* TEKS *
────────────────────────────────────────

Batasan yang ada hanyalah bahwa setiap mahasiswa UT harus sudah menamatkan jenjang pendidikan menengah atas (SMA atau yang sederajat)” Manggut-manggut aku mendengarka penjelasannya. “Bagaimana prosedurnya?” tanyaku lagi.
“Tenang, kalau dik Cokro serius, aku punya buku panduan lengkapnya, dan beberapa modulnya bisa sekalian dipakai. Kalau ya, kapan ke rumah kost-ku, di Klirong, buku-bukunya bisa dibawa”.

Mudahnya melakukan registrasi awal dan pendaftaran ujian
Akhirnya tanpa menyia-nyiakan kesempatan, segera aku mengambil buku panduan dan beberapa modul UT. Rupanya Mas Azis sudah mendaftar dan melakukan registrasi, namun tidak berminat meneruskannya. Setelah aku baca dan cermati mekanismenya, kemudian aku segera ke kantor Pos untuk membeli berkas “Registrasi Pertama” UT, mengisi formulir dan menyerahkannya kembali ke Kantor Pos. Sejak saat itu, aku tercatat dan memiliki kartu mahasiswa UT. Begitu simpel. 

Apalagi jika ada jaringan internet. Semuanya dapat dilakukan dengan mudahnya, sejak dari pendaftaran pertama, pendaftaran ulang, pendaftaran ujian, mengirim berkas ujian, menerima hasil ujian dapat dilakukan di rumah. Bisa sambil kerja, melayani pelanggan atau mendengarkan musik atau ceramah agama.

Modul yang hebat dan berkualitas
Jika ditanya mengapa aku mengambil jurusan Administrasi Pembangunan, maka paling tidak ada dua alasan yang mendorongku. Pertama, menyesuaikan tugasku sebagai pegawai negeri dan sebagai pelaksana program pembangunan, aku merasa perlu memilih jurusan Administrasi Pembangunan pada Fakultas Ilmu Sosial dan Ilmu Politik ini. Kedua, dari deskripsi matakuliahnya, aku menemukan banyak matakuliah favorit yang aku suka disini. Sebut saja misalnya matakuliah Pendidikan Agama Islam, Kebijakan Publik, Sistem Administrasi Pemerintahan, Administrasi Pembangunan, Perencanaan Pembangunan dan Pengawasan Pembangunan  adalah  sederet matakuliah favorit, yang aku sangat senang membaca berulang-ulang  dan mempelajari modulnya. Selain lay-out modul, menurutku materi ditulis oleh  penyusun  modul yang hebat. Aku tahu perpustakaan perguruan tinggi di Jogja juga mengoleksi modul-modul UT.

────────────────────────────────────────

* BARIS CATATAN *
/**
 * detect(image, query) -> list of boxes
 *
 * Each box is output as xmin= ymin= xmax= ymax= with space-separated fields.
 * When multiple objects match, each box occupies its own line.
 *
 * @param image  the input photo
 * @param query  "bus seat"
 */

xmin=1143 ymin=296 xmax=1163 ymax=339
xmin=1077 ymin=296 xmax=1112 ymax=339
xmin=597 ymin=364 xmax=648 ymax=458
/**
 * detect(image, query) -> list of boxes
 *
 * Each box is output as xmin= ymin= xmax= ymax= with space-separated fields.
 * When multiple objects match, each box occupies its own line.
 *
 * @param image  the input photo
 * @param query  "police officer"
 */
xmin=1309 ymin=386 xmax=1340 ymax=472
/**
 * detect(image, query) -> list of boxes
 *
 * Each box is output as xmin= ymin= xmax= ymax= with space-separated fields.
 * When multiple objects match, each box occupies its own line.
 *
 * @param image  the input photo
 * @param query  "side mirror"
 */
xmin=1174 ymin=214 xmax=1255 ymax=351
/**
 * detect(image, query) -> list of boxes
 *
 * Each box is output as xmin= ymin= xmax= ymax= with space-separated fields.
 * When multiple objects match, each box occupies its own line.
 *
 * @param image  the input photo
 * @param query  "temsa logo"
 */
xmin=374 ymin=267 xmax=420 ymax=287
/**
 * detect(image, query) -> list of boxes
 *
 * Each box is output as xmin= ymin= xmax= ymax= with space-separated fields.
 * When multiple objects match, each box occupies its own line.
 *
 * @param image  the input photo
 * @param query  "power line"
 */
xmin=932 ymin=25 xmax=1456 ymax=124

────────────────────────────────────────

* TUGAS YANG DIMINTA *
(1) Menurut teks tentang kuliah di UT, mengapa penulis memilih jurusan Administrasi Pembangunan? Jelaskan dalam satu sampai tiga kalimat.
(2) Tuliskan ulang bagian teks tentang kuliah di UT persis sama, dimulai dengan "Mudahnya melakukan registrasi" dan berlanjut hingga "atau ceramah agama.".

* JAWABAN SETIAP TUGAS *
(1) Pertama, jurusan itu sesuai dengan tugas penulis sebagai pegawai negeri dan pelaksana program pembangunan. Kedua, dalam deskripsi matakuliahnya penulis menemukan banyak matakuliah favorit, misalnya Pendidikan Agama Islam, Kebijakan Publik, dan Perencanaan Pembangunan.

(2)
Mudahnya melakukan registrasi awal dan pendaftaran ujian
Akhirnya tanpa menyia-nyiakan kesempatan, segera aku mengambil buku panduan dan beberapa modul UT. Rupanya Mas Azis sudah mendaftar dan melakukan registrasi, namun tidak berminat meneruskannya. Setelah aku baca dan cermati mekanismenya, kemudian aku segera ke kantor Pos untuk membeli berkas “Registrasi Pertama” UT, mengisi formulir dan menyerahkannya kembali ke Kantor Pos. Sejak saat itu, aku tercatat dan memiliki kartu mahasiswa UT. Begitu simpel. 

Apalagi jika ada jaringan internet. Semuanya dapat dilakukan dengan mudahnya, sejak dari pendaftaran pertama, pendaftaran ulang, pendaftaran ujian, mengirim berkas ujian, menerima hasil ujian dapat dilakukan di rumah. Bisa sambil kerja, melayani pelanggan atau mendengarkan musik atau ceramah agama.